Given exercise: Convert the data lines, starting with the line containing "Spot the red baseball" and continuing through the final line of the data, into a Markdown table with the columns "Row" and "Data line". Include both end lines, number each row, and omit any blank lines.
== Input records
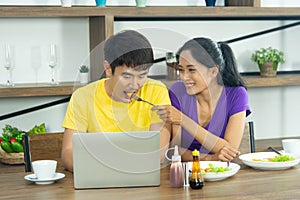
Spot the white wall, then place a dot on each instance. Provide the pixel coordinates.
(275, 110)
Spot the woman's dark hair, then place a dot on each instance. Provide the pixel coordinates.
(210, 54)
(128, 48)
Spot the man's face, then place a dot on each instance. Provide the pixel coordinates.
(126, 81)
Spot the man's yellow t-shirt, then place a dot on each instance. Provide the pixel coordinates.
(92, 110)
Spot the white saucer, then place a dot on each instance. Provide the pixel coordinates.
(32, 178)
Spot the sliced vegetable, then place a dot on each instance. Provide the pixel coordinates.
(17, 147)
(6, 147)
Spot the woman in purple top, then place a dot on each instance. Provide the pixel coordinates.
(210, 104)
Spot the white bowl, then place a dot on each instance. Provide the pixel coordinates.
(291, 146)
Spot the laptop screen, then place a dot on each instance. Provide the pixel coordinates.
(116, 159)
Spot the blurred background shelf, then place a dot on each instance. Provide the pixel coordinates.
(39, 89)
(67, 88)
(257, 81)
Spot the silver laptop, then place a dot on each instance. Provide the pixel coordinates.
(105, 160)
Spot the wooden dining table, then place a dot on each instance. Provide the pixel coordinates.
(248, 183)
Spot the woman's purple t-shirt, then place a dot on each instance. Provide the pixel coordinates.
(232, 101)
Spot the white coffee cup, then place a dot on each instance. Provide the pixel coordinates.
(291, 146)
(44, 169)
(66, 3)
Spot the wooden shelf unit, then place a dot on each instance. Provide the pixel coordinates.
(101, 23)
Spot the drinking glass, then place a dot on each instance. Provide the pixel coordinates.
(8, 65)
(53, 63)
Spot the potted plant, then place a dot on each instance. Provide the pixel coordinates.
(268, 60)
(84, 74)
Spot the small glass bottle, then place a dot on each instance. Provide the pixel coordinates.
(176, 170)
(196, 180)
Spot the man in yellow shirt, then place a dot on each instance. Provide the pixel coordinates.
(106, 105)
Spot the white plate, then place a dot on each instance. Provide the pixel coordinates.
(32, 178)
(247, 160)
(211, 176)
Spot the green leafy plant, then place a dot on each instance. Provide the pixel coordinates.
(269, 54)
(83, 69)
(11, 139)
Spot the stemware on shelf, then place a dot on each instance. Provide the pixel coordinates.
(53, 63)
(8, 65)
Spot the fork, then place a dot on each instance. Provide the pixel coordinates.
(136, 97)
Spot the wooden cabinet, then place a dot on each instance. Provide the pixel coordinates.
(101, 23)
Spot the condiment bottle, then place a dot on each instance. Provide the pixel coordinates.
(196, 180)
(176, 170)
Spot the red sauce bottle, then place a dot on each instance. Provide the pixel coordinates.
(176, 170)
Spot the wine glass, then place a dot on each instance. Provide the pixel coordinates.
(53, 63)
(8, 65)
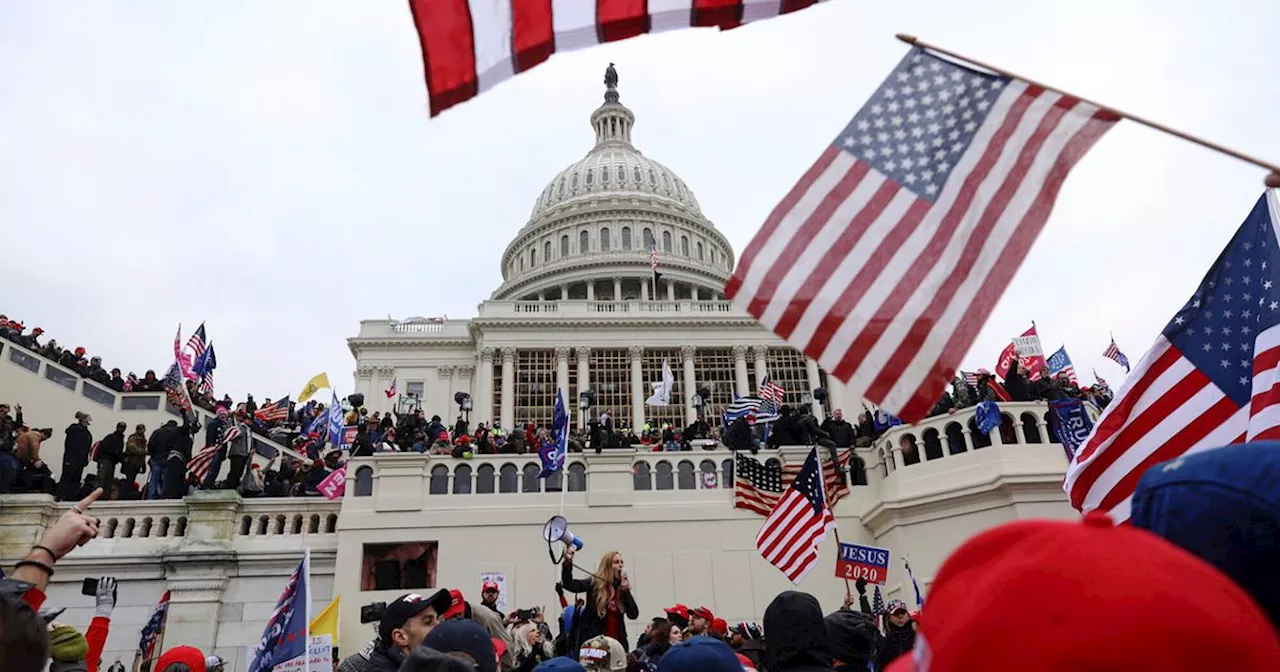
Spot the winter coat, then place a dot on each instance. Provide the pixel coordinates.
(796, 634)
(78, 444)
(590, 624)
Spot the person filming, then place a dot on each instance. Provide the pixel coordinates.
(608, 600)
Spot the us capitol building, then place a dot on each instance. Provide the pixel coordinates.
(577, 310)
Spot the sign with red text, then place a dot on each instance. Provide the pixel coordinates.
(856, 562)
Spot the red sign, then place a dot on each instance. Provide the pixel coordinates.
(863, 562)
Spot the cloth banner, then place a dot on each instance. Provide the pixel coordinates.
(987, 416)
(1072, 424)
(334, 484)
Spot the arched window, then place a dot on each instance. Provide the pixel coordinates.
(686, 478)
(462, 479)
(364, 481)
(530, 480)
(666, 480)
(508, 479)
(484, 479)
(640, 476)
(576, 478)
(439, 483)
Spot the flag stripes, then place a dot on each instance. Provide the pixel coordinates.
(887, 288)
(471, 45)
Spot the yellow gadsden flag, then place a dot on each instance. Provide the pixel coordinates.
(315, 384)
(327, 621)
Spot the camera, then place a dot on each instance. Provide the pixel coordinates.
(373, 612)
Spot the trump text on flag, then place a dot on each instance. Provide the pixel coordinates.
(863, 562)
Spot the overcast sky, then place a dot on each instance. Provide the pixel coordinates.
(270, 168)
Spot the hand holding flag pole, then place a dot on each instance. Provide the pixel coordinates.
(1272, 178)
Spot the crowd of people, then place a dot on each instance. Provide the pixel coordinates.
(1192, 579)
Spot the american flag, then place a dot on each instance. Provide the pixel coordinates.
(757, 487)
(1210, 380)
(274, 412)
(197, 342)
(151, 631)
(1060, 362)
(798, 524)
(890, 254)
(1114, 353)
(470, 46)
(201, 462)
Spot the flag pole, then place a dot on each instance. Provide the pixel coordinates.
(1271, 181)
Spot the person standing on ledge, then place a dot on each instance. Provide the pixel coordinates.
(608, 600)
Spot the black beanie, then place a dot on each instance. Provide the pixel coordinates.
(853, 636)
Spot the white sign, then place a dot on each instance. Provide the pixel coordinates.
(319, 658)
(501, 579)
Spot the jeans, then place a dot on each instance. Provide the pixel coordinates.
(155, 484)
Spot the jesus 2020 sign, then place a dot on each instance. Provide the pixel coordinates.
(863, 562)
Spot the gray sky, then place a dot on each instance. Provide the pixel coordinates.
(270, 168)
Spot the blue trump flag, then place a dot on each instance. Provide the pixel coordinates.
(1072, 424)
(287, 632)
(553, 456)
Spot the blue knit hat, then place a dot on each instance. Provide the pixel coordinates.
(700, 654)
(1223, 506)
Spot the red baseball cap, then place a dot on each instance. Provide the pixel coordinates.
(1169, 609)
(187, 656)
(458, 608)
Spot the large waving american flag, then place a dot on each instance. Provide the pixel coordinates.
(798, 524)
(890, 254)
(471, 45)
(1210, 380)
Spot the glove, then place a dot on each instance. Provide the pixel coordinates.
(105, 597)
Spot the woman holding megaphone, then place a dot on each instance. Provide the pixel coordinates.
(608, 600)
====
Output:
| Row | Data line |
|---|---|
| 1 | Spot the red baseball cap, then place a dot on each instance. Provide the pixel coordinates. |
| 2 | (1169, 609) |
| 3 | (187, 656) |
| 4 | (458, 608) |
| 5 | Spot the large waving american flag, then place a dot on each instance. Provide the pixel coordinates. |
| 6 | (798, 524) |
| 7 | (890, 254) |
| 8 | (471, 45) |
| 9 | (1210, 380) |
| 10 | Spot the glove, then place a dot on each instance. Provide the pixel coordinates. |
| 11 | (105, 597) |
| 12 | Spot the woman holding megaphone, then place a dot on each instance. Provide the pixel coordinates. |
| 13 | (608, 600) |